··· Passage provided

Here’s how you can start. Below, you’ll find an exercise designed by Dr. Gottman to increase emotional attraction by having stress-reducing conversations!
Building Emotional Attraction
First of all, what is emotional attraction?
Emotional attraction means being attracted not just to your partner’s body, but also to their hearts, minds, and dreams. It means valuing them for who they are and what they stand for. While you may be sexually attracted to your partner’s physical appearance, developing deeper emotional attraction will make these feelings much stronger.
For example, you might find it pretty sexy that your partner can carry out an intellectual conversation, or talk about a novel or current news story that you’ve both read. This kind of attraction goes much deeper than the physical. Think of it as an expansion of “looks aren’t everything.”
Your emotional attraction to your partner is largely determined by the ways in which you communicate.
If you are communicating well, you are likely comfortable opening up to your partner about your opinions without having to worry about being judged for them. This high level of intimate trust is reaffirmed in daily dialogue – specifically in a “How was your day, dear?” conversation – but you may be surprised to find out that this conversation doesn’t always have a positive effect!
The Stress-Reducing Conversation
What this conversation does (or ought to do) is to help each of you manage external stress in your daily lives so that it doesn’t spill over into your relationship.
According to Dr. Gottman’s close friend and colleague, UW’s Dr. Neil Jacobson, one of the key reasons for couples’ relapse after problem-solving in marital therapy is “discord caused by stress from other areas of their lives.”
In other words, outside problems (at work, with friends, with family members) often end up coming into relationships to fuel the fires of conflict.

······

Work required: Repeat the passage on emotional attraction in full, word for word.

··· Material supplied

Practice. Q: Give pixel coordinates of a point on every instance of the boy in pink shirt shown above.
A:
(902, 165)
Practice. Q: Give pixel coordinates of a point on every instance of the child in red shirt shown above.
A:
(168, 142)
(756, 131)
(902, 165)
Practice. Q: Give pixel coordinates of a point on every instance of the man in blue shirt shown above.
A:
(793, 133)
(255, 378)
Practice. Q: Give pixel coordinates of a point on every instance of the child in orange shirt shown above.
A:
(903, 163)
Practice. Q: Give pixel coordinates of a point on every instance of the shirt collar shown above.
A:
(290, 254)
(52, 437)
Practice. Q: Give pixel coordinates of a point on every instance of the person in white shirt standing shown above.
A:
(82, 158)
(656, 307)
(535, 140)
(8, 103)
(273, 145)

······

Solved problem:
Here’s how you can start. Below, you’ll find an exercise designed by Dr. Gottman to increase emotional attraction by having stress-reducing conversations!
Building Emotional Attraction
First of all, what is emotional attraction?
Emotional attraction means being attracted not just to your partner’s body, but also to their hearts, minds, and dreams. It means valuing them for who they are and what they stand for. While you may be sexually attracted to your partner’s physical appearance, developing deeper emotional attraction will make these feelings much stronger.
For example, you might find it pretty sexy that your partner can carry out an intellectual conversation, or talk about a novel or current news story that you’ve both read. This kind of attraction goes much deeper than the physical. Think of it as an expansion of “looks aren’t everything.”
Your emotional attraction to your partner is largely determined by the ways in which you communicate.
If you are communicating well, you are likely comfortable opening up to your partner about your opinions without having to worry about being judged for them. This high level of intimate trust is reaffirmed in daily dialogue – specifically in a “How was your day, dear?” conversation – but you may be surprised to find out that this conversation doesn’t always have a positive effect!
The Stress-Reducing Conversation
What this conversation does (or ought to do) is to help each of you manage external stress in your daily lives so that it doesn’t spill over into your relationship.
According to Dr. Gottman’s close friend and colleague, UW’s Dr. Neil Jacobson, one of the key reasons for couples’ relapse after problem-solving in marital therapy is “discord caused by stress from other areas of their lives.”
In other words, outside problems (at work, with friends, with family members) often end up coming into relationships to fuel the fires of conflict.